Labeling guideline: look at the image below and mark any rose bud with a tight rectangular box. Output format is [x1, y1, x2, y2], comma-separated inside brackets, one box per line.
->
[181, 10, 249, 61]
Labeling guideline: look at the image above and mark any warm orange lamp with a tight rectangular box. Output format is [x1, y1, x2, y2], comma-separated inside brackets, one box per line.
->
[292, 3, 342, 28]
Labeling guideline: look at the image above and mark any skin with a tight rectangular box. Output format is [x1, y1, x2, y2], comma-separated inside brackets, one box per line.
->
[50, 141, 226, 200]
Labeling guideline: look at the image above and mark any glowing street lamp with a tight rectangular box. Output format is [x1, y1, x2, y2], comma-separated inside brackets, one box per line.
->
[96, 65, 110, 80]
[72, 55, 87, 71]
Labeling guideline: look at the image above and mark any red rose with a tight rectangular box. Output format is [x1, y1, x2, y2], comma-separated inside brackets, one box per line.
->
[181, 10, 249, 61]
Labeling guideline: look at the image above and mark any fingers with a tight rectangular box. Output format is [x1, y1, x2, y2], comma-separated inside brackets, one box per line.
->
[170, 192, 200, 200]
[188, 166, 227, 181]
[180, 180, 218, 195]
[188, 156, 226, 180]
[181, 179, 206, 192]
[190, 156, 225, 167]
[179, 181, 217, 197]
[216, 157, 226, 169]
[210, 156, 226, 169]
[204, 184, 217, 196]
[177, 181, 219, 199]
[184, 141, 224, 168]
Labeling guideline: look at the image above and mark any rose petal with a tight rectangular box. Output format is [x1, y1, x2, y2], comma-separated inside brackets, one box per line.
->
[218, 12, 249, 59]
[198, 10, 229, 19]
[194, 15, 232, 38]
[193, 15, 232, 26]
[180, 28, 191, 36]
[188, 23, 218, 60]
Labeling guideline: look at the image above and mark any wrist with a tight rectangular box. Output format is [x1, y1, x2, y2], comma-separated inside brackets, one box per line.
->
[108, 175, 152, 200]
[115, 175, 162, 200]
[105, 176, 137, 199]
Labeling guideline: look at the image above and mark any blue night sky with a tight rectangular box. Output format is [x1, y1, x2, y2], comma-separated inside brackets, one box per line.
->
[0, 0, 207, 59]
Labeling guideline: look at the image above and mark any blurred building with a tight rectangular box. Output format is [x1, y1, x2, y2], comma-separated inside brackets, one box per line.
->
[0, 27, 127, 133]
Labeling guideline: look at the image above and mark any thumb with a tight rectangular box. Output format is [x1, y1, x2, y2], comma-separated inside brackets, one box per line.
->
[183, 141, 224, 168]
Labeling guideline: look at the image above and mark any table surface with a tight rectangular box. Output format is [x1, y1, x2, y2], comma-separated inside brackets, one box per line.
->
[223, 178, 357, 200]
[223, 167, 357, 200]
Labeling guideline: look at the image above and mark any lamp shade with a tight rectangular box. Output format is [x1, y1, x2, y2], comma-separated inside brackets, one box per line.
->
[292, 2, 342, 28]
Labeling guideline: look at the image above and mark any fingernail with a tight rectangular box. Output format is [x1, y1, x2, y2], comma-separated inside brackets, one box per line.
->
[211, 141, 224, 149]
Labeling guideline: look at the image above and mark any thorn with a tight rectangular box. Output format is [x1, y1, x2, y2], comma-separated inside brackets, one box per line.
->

══════════

▶ **Problem to solve**: Only lines with the word "lamp" belong in the answer; copy each of them from the material above.

▶ **Solution below**:
Labeling guideline: look at the image above and mark any warm orange lamp with a tight rectangular box. Output format is [x1, y1, x2, y2], comma-separated inside brackets, one box per line.
Labeling guideline: look at the image above and mark any glowing street lamp with a tight rectangular box. Output format is [x1, y1, x2, y2], comma-separated inside brackets, one box per line.
Labeling guideline: look at the image above and mark any lamp shade with a tight rectangular box. Output format is [x1, y1, x2, y2], comma-separated inside brackets, one box per line.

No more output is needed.